— start Records shown —

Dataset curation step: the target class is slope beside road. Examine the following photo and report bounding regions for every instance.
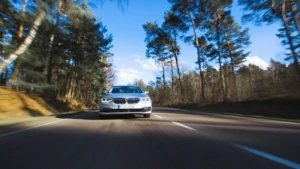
[0,108,300,169]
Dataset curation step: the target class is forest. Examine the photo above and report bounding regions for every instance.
[141,0,300,105]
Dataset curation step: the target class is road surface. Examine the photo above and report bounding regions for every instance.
[0,108,300,169]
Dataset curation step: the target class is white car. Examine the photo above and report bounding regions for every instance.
[99,86,152,118]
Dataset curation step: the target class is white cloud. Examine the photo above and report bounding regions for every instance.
[114,57,121,61]
[243,56,269,70]
[116,68,141,85]
[132,55,160,71]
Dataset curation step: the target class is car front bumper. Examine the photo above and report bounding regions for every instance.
[99,102,152,115]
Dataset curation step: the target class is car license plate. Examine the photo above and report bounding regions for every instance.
[118,104,134,109]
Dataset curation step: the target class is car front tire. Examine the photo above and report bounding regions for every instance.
[99,114,105,119]
[144,114,151,118]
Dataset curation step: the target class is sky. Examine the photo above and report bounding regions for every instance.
[92,0,285,85]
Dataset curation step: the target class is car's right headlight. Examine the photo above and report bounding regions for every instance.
[101,98,113,103]
[141,97,151,102]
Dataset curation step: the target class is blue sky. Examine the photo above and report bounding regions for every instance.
[93,0,285,84]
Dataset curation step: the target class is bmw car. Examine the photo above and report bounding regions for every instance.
[99,86,152,118]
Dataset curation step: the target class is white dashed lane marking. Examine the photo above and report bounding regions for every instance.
[172,121,197,131]
[154,115,163,119]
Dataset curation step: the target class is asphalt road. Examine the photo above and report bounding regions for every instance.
[0,108,300,169]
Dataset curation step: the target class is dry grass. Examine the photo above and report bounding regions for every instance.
[0,87,97,121]
[0,88,56,120]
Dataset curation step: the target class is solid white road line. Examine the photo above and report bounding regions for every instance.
[235,144,300,169]
[0,119,65,138]
[154,115,163,119]
[172,121,197,131]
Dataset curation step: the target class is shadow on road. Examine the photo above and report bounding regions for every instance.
[56,110,143,120]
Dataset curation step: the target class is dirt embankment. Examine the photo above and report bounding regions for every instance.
[0,87,89,121]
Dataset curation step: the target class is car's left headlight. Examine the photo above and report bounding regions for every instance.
[101,98,113,103]
[141,97,151,102]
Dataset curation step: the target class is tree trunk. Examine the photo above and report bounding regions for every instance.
[186,8,205,101]
[0,10,46,74]
[174,52,184,101]
[225,33,240,99]
[171,59,174,96]
[9,0,27,90]
[216,13,227,101]
[290,0,300,35]
[46,0,62,84]
[281,0,300,81]
[161,60,166,92]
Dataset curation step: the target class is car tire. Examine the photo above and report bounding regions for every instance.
[99,114,105,119]
[144,114,151,118]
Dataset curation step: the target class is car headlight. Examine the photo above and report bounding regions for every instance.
[141,97,151,102]
[101,98,113,103]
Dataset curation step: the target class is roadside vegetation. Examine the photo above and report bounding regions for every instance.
[139,0,300,118]
[0,0,127,120]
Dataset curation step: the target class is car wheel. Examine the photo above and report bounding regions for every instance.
[99,114,105,119]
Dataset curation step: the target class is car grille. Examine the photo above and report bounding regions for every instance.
[127,98,140,104]
[114,98,126,104]
[114,98,140,104]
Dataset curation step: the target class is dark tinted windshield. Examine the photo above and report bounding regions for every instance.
[109,86,143,93]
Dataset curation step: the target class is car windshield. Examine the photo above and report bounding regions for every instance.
[110,86,143,93]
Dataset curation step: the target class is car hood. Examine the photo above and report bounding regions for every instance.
[103,93,149,98]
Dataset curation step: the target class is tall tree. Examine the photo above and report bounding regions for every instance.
[239,0,300,80]
[162,12,188,99]
[143,22,169,91]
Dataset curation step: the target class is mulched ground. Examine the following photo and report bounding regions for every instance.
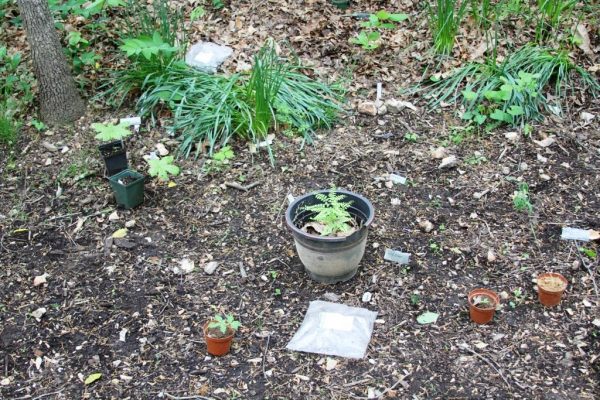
[0,2,600,399]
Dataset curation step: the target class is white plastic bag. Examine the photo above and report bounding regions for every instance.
[287,300,377,358]
[185,42,233,74]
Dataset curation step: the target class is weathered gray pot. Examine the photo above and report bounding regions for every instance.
[285,189,375,283]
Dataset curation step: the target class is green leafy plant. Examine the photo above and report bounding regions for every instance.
[412,46,600,127]
[119,32,177,60]
[579,247,598,260]
[303,189,354,236]
[404,132,419,143]
[512,182,533,214]
[92,123,131,142]
[426,0,469,54]
[148,156,179,181]
[208,314,242,335]
[360,10,408,29]
[350,10,408,50]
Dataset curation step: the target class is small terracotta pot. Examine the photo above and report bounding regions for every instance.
[204,321,235,356]
[537,272,569,307]
[468,289,500,324]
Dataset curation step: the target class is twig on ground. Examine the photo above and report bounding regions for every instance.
[225,181,262,192]
[163,392,213,400]
[458,343,525,390]
[263,333,271,379]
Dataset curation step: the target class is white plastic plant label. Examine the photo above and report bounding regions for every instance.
[287,300,377,358]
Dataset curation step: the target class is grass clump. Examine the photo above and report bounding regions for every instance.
[415,46,600,128]
[427,0,468,54]
[138,45,341,157]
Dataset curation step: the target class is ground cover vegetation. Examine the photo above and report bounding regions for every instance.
[0,0,600,399]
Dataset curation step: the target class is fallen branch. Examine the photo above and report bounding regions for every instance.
[458,343,525,390]
[225,181,262,192]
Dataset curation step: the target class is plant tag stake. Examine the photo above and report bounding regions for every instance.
[560,227,600,242]
[383,249,410,264]
[389,174,406,185]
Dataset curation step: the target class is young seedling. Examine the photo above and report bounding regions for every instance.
[208,314,242,337]
[473,295,495,310]
[148,156,179,181]
[304,189,354,236]
[513,182,533,214]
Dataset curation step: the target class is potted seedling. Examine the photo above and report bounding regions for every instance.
[537,272,569,307]
[108,156,179,209]
[92,123,131,177]
[285,189,375,283]
[329,0,350,10]
[204,314,241,356]
[468,289,500,324]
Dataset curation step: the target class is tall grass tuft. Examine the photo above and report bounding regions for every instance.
[138,42,341,157]
[413,46,600,119]
[427,0,469,54]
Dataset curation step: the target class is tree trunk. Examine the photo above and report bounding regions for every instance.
[17,0,85,125]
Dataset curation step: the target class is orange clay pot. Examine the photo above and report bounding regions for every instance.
[204,321,235,356]
[468,289,500,324]
[537,272,569,307]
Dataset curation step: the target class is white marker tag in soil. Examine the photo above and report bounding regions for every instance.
[287,300,377,358]
[560,228,593,242]
[383,249,410,264]
[390,174,406,185]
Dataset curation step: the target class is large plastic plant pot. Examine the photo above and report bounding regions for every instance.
[108,169,146,209]
[98,140,129,177]
[285,189,375,283]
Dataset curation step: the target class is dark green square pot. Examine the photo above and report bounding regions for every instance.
[108,169,146,209]
[329,0,350,10]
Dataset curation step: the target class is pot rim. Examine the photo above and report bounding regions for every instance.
[202,320,235,342]
[467,288,500,311]
[285,189,375,243]
[108,168,145,188]
[535,272,569,293]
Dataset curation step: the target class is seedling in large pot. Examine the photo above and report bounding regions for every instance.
[92,123,131,177]
[204,314,242,356]
[285,189,374,283]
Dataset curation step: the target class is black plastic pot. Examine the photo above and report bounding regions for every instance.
[285,189,375,283]
[108,169,146,209]
[329,0,350,10]
[98,140,129,177]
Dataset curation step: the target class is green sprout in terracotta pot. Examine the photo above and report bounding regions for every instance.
[304,189,355,236]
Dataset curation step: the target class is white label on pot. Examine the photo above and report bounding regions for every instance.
[383,249,410,264]
[319,312,354,332]
[560,227,590,242]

— end Records shown —

_Task instructions:_
Could you put all of the rows above into a numbered list, leaving out blank lines and omitting the pictures?

_Solution:_
1. Dataset curation step: the target class is slope beside road. Examine the following photo and report bounding regions for every instance.
2. [0,108,300,169]
3. Dataset curation step: the target class is forest. Examine the photo above and report bounding regions for every instance.
4. [141,0,300,105]
5. Dataset curation step: the target class is road surface. Examine the photo above and report bounding regions for every instance.
6. [0,108,300,169]
7. Dataset curation step: the target class is white car. Examine the photo above and report bounding regions for every instance.
8. [99,86,152,118]
9. Dataset curation step: the target class is white cloud. Examine the photo above and report bounding regions for every instance.
10. [114,57,121,61]
11. [243,56,269,70]
12. [116,68,141,85]
13. [132,55,160,71]
14. Dataset curation step: the target class is car front bumper. Examine the photo above and report bounding regions for every instance.
15. [99,102,152,115]
16. Dataset curation step: the target class is car license plate. Examine the photo above and report bounding regions for every instance.
17. [118,104,134,109]
18. Dataset curation step: the target class is car front tire. Examine the photo above and report bounding regions for every instance.
19. [99,114,105,119]
20. [144,114,151,118]
21. Dataset curation step: the target class is sky. Examine the photo above and report bounding regions for every instance.
22. [92,0,285,85]
23. Dataset curation step: the target class is car's right headlight. Examine the photo above and report bounding regions for every instance.
24. [101,98,113,103]
25. [141,97,151,102]
26. Dataset curation step: the target class is blue sky. Examine the photo above and report bounding regions for every instance.
27. [93,0,285,84]
28. Dataset curation step: the target class is bmw car. Examine the photo above and report bounding regions for every instance.
29. [99,86,152,118]
30. Dataset curation step: the target class is white dashed lane marking. Examine the photo above and report bounding regions for every instance.
31. [172,121,197,131]
32. [154,115,163,119]
33. Dataset curation step: the target class is asphalt road. Examine the photo above and report bounding regions for every instance.
34. [0,108,300,169]
35. Dataset curation step: the target class is dry grass. Examine the photo above and report bounding regions for every instance.
36. [0,87,97,121]
37. [0,88,56,120]
38. Dataset curation step: the target class is solid white road line. Examine the photo above and report bounding regions for every instance.
39. [235,144,300,169]
40. [0,119,65,138]
41. [154,115,163,119]
42. [172,121,197,131]
43. Dataset curation step: the target class is shadow on road. Examine the photo above and report bounding regions for every instance.
44. [56,110,143,120]
45. Dataset curation step: the target class is dirt embankment. Examine the photo above and report bounding regions for every instance.
46. [0,87,89,121]
47. Dataset curation step: the target class is car's left headlight. Examine the photo above and report bounding regions for every instance.
48. [101,98,113,103]
49. [141,97,151,102]
50. Dataset curation step: the target class is tree trunk. Examine the photo above and report bounding regions for every instance.
51. [186,8,205,101]
52. [0,10,46,74]
53. [174,52,184,101]
54. [225,33,240,99]
55. [171,59,174,96]
56. [9,0,27,90]
57. [216,13,227,101]
58. [290,0,300,35]
59. [46,0,62,84]
60. [281,0,300,81]
61. [161,60,166,92]
62. Dataset curation step: the target class is car tire. Examine the photo above and report bounding regions for every instance.
63. [99,114,105,119]
64. [144,114,151,118]
65. Dataset curation step: the target class is car headlight. Examine the photo above and report bounding regions for every instance.
66. [141,97,151,102]
67. [101,98,113,103]
68. Dataset curation step: the target class is roadside vegetation. Examine the photo above and report bounding regions for every instance.
69. [139,0,300,118]
70. [0,0,127,120]
71. Dataset curation step: the target class is car wheel. Examine the photo above and report bounding regions for every instance.
72. [99,114,105,119]
73. Dataset curation step: the target class is car grille. Examine the photo above and report bounding regions for every instance.
74. [127,98,140,104]
75. [114,98,126,104]
76. [114,98,140,104]
77. Dataset curation step: the target class is dark tinted windshield. Examine the photo above and report bounding regions for every instance.
78. [109,86,143,93]
79. Dataset curation step: the target class is car windshield. Examine the photo above and report bounding regions for every instance.
80. [110,86,143,93]
81. Dataset curation step: the target class is car hood. Examine the photo above and report bounding regions for every instance.
82. [103,93,149,98]
83. Dataset curation step: the target class is tall tree. Examine the photo above and report bounding regions for every instance.
84. [239,0,300,80]
85. [162,12,188,99]
86. [143,22,169,91]
87. Dataset curation step: the target class is mulched ground. Examine the following photo and report bounding regions for every instance.
88. [0,2,600,399]
89. Dataset curation step: the target class is white plastic bag. Examine the photo above and report bounding regions for every instance.
90. [287,300,377,358]
91. [185,42,233,74]
92. Dataset curation step: the target class is weathered gray pot. Examine the photo above and report bounding regions for every instance.
93. [285,189,375,283]
94. Dataset curation step: the target class is green leafy plant. Examine the photo above and report bounding regions for every instance.
95. [412,46,600,127]
96. [119,32,177,60]
97. [579,247,598,260]
98. [303,189,354,236]
99. [404,132,419,143]
100. [512,182,533,214]
101. [92,123,131,142]
102. [426,0,469,54]
103. [148,156,179,181]
104. [208,314,242,335]
105. [360,10,408,29]
106. [350,10,408,50]
107. Dataset curation step: the target class is small terracotta pot. Examine the photo above and report bounding regions for every instance.
108. [204,321,235,356]
109. [537,272,569,307]
110. [468,289,500,324]
111. Dataset curation step: the target class is twig on ground. Examine the photo above and report bounding regions for every instance.
112. [225,181,262,192]
113. [163,392,213,400]
114. [458,343,525,390]
115. [263,333,271,379]
116. Dataset curation step: the target class is white plastic plant label. Examine the photo above and report bounding regions for every instance.
117. [287,300,377,358]
118. Dataset curation step: the target class is grass clump. Examine the photo above and report bounding regions for every instance.
119. [415,46,600,128]
120. [427,0,468,54]
121. [138,45,341,157]
122. Dataset curation step: the target class is ground cover vegetation. Examine the photo above and report bounding regions for every instance.
123. [0,0,600,399]
124. Dataset curation step: the target class is fallen branch. Examine the photo above and report bounding regions for every instance.
125. [458,343,525,390]
126. [225,181,262,192]
127. Dataset curation step: the target class is plant tag stake. Examine the photo above and report bounding regions for every instance.
128. [560,227,600,242]
129. [383,249,410,264]
130. [389,174,406,185]
131. Dataset curation step: the target class is young seedling. Examine the photo above and report bounding regions for every instance.
132. [208,314,242,337]
133. [473,295,495,310]
134. [148,156,179,181]
135. [304,189,354,236]
136. [513,182,533,214]
137. Dataset curation step: the target class is potted seedling. Examine the photo above and report bounding regions for every instance.
138. [537,272,569,307]
139. [108,156,179,209]
140. [92,123,131,177]
141. [285,189,375,283]
142. [329,0,350,10]
143. [204,314,241,356]
144. [468,289,500,324]
145. Dataset curation step: the target class is tall grass tuft. Examine the photo above and report bounding regions for every instance.
146. [138,42,341,157]
147. [413,46,600,119]
148. [427,0,469,54]
149. Dataset curation step: the target class is tree trunk. Examine the photo above and report bounding regions for every instance.
150. [17,0,85,125]
151. Dataset curation step: the target class is orange clay pot. Examine the photo above and report bounding regions for every instance.
152. [204,321,235,356]
153. [468,289,500,324]
154. [537,272,569,307]
155. Dataset curation step: the target class is white marker tag in soil. Examine the photo above and report bounding regions for every instance.
156. [287,300,377,358]
157. [560,228,593,242]
158. [383,249,410,264]
159. [390,174,406,185]
160. Dataset curation step: the target class is large plastic plant pot. Examine the photo above and report bounding regions for every instance.
161. [108,169,146,209]
162. [98,140,129,177]
163. [285,189,375,283]
164. Dataset curation step: the target class is dark green square pot. Examine the photo above and report bounding regions for every instance.
165. [108,169,146,209]
166. [329,0,350,10]
167. Dataset curation step: the target class is pot rim. Examine the photo above and report bounding regions for every instance.
168. [202,320,235,342]
169. [467,288,500,311]
170. [285,189,375,243]
171. [108,168,145,188]
172. [535,272,569,293]
173. Dataset curation step: the target class is seedling in large pot. Examine the photo above and report bounding regions for every instance.
174. [92,123,131,177]
175. [204,314,242,356]
176. [285,189,374,283]
177. Dataset curation step: the target class is black plastic pot. Examine the photo above and report bounding regions for every instance.
178. [285,189,375,283]
179. [108,169,146,209]
180. [329,0,350,10]
181. [98,140,129,177]
182. Dataset curation step: the target class is green sprout in terracotta pot. Examine the photo above and report bounding regions for every instance.
183. [304,189,355,236]
184. Dataset curation step: the target class is white label on pot. Examine the photo above and report bounding regions for every instance.
185. [383,249,410,264]
186. [319,312,354,332]
187. [560,227,590,242]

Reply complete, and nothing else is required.